Please identify each line in the material below that contains the word "bank" and copy those lines.
----- DATA IN THIS EXERCISE -----
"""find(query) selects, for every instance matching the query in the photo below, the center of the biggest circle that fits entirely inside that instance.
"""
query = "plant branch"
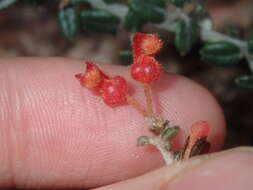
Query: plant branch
(159, 144)
(207, 33)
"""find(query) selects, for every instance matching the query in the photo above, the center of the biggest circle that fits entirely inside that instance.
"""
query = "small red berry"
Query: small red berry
(146, 69)
(93, 76)
(114, 91)
(151, 44)
(148, 44)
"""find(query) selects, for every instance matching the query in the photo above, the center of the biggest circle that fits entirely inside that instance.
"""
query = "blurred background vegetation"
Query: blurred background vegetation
(31, 29)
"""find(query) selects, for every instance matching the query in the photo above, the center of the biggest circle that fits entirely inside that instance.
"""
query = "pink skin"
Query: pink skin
(54, 133)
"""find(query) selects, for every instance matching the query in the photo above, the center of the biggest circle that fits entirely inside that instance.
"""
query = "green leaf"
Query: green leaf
(69, 21)
(100, 21)
(149, 10)
(132, 22)
(110, 1)
(250, 43)
(233, 31)
(178, 3)
(220, 53)
(126, 57)
(186, 35)
(245, 82)
(6, 3)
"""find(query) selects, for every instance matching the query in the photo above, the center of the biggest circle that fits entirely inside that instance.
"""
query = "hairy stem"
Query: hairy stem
(132, 101)
(159, 144)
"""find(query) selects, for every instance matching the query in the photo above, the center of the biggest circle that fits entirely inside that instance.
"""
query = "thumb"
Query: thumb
(54, 133)
(230, 169)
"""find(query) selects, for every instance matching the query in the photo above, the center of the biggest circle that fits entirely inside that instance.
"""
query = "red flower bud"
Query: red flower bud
(114, 91)
(146, 69)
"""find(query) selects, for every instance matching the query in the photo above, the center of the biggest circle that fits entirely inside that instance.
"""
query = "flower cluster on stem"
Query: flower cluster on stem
(145, 69)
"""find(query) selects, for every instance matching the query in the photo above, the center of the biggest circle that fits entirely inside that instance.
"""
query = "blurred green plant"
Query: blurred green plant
(107, 16)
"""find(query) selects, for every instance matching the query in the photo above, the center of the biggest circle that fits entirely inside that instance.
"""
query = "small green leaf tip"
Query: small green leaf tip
(220, 54)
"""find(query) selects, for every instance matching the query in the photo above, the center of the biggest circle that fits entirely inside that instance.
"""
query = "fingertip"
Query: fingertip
(74, 139)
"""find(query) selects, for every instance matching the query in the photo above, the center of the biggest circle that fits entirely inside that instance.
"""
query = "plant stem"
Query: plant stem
(207, 33)
(132, 101)
(159, 144)
(149, 102)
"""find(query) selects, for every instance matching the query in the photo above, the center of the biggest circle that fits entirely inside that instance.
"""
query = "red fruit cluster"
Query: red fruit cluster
(112, 90)
(145, 68)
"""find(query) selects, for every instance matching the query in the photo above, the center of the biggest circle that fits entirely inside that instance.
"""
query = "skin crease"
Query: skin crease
(55, 134)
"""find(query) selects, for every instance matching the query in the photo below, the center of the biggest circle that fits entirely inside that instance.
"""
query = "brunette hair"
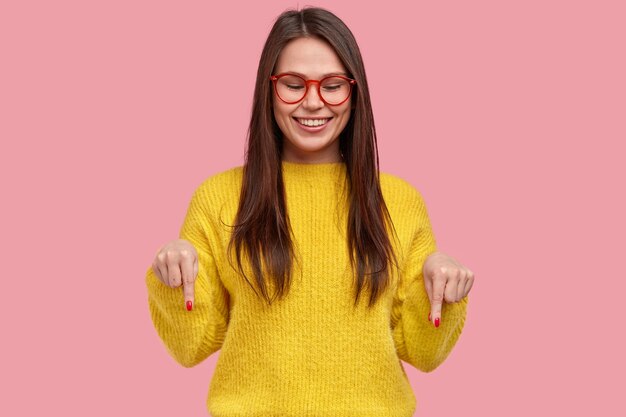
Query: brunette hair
(262, 225)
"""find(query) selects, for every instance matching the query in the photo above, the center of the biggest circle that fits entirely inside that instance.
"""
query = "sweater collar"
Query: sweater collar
(314, 173)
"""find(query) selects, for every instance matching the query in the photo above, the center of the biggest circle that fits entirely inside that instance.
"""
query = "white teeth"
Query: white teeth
(312, 122)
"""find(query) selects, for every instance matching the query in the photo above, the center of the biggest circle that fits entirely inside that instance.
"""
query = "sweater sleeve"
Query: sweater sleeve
(191, 336)
(417, 340)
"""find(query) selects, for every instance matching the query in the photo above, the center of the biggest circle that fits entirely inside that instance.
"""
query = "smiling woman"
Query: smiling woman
(312, 271)
(311, 114)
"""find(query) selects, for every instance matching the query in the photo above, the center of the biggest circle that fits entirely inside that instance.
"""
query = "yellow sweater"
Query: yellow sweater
(312, 353)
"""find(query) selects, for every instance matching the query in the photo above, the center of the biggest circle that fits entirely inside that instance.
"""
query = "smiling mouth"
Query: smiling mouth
(313, 122)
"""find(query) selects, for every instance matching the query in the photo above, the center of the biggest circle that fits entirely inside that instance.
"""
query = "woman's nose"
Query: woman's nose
(312, 99)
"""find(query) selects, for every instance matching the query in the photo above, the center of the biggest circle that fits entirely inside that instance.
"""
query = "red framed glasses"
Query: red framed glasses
(333, 90)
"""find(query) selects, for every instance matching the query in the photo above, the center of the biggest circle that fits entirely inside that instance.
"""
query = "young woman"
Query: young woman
(313, 272)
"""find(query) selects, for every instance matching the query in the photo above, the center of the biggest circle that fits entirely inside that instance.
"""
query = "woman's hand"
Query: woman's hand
(445, 279)
(176, 264)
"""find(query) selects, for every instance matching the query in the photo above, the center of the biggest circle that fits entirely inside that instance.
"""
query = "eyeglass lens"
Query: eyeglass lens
(334, 90)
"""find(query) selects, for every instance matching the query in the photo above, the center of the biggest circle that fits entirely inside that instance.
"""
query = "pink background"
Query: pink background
(509, 117)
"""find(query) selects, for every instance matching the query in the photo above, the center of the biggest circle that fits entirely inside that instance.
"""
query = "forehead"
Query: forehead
(312, 57)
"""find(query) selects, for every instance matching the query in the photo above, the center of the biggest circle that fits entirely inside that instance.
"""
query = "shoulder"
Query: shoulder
(222, 181)
(219, 188)
(398, 191)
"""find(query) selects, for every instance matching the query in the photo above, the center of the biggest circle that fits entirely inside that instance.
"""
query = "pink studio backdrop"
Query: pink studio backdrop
(509, 117)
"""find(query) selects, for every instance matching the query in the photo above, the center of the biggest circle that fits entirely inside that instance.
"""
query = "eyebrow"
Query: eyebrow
(325, 75)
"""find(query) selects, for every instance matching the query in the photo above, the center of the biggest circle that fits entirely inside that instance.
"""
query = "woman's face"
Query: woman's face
(313, 59)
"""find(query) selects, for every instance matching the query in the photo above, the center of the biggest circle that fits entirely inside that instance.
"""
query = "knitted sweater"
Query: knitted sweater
(311, 353)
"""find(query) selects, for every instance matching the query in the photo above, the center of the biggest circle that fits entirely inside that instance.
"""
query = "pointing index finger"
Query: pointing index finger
(439, 286)
(189, 267)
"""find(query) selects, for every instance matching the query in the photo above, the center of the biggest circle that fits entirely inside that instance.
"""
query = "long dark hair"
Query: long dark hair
(262, 225)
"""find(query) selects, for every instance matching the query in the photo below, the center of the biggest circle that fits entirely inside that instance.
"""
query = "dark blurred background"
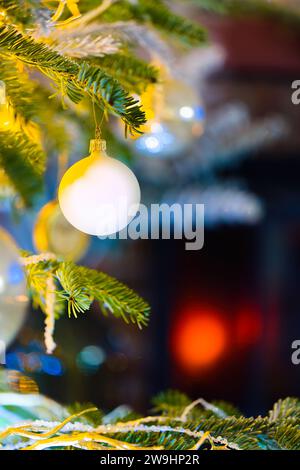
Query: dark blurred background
(223, 318)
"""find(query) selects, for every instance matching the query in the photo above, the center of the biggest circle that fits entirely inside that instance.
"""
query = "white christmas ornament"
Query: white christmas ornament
(99, 195)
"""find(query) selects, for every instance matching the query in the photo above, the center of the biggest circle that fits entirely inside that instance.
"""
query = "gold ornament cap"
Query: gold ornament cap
(97, 145)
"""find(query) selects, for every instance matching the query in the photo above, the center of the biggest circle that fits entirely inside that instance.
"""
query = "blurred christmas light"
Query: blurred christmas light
(51, 365)
(90, 358)
(223, 203)
(34, 362)
(198, 339)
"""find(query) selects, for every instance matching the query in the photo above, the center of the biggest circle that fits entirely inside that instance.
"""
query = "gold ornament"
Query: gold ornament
(53, 233)
(99, 195)
(62, 4)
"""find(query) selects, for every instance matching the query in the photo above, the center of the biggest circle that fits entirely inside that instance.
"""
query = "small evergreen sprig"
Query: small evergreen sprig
(57, 286)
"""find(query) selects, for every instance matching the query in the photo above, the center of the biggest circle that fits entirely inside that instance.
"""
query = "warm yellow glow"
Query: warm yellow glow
(53, 233)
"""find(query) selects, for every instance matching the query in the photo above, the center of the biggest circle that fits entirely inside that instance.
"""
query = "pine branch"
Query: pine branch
(256, 8)
(82, 285)
(164, 19)
(187, 430)
(133, 73)
(157, 14)
(19, 88)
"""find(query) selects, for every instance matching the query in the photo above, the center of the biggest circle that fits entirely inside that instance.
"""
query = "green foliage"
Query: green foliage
(160, 16)
(176, 423)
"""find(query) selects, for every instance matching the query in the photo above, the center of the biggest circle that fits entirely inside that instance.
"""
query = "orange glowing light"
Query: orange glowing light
(199, 340)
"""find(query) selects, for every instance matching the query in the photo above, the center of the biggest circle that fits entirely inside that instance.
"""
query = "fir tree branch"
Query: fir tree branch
(80, 286)
(133, 73)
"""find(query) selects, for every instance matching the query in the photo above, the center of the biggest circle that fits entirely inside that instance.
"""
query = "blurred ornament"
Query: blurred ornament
(20, 383)
(90, 358)
(13, 294)
(99, 195)
(6, 111)
(175, 118)
(52, 232)
(198, 339)
(230, 136)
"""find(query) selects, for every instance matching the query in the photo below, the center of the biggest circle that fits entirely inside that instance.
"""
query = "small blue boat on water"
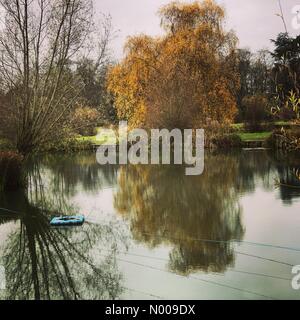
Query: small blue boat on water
(67, 221)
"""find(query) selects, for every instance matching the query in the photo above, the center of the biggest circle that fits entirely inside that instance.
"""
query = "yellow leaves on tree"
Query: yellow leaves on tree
(183, 78)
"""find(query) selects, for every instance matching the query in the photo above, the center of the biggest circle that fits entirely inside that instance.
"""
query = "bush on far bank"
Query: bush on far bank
(11, 173)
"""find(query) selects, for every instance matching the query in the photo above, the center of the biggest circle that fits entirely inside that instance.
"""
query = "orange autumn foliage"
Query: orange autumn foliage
(183, 78)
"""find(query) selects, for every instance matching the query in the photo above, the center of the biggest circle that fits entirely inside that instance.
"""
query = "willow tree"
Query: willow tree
(39, 42)
(182, 79)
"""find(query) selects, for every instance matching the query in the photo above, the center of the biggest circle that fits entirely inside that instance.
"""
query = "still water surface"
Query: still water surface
(152, 232)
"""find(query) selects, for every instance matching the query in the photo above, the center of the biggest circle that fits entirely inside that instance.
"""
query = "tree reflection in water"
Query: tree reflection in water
(161, 205)
(165, 206)
(42, 262)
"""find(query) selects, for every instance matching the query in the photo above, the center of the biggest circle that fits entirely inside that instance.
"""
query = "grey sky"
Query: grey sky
(254, 21)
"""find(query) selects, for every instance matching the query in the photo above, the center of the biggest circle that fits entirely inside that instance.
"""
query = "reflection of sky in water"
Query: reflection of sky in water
(172, 218)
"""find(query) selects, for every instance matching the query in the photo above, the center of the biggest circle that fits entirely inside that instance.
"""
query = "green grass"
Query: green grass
(255, 136)
(98, 139)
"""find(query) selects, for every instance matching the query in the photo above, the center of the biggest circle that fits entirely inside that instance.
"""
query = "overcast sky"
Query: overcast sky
(254, 21)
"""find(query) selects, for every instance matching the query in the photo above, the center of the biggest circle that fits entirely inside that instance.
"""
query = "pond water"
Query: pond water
(152, 232)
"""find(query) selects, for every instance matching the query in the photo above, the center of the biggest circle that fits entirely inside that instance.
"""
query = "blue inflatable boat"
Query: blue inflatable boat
(66, 221)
-----
*RESPONSE TO THE TASK*.
query = "bush on far bank"
Query: bush on far bank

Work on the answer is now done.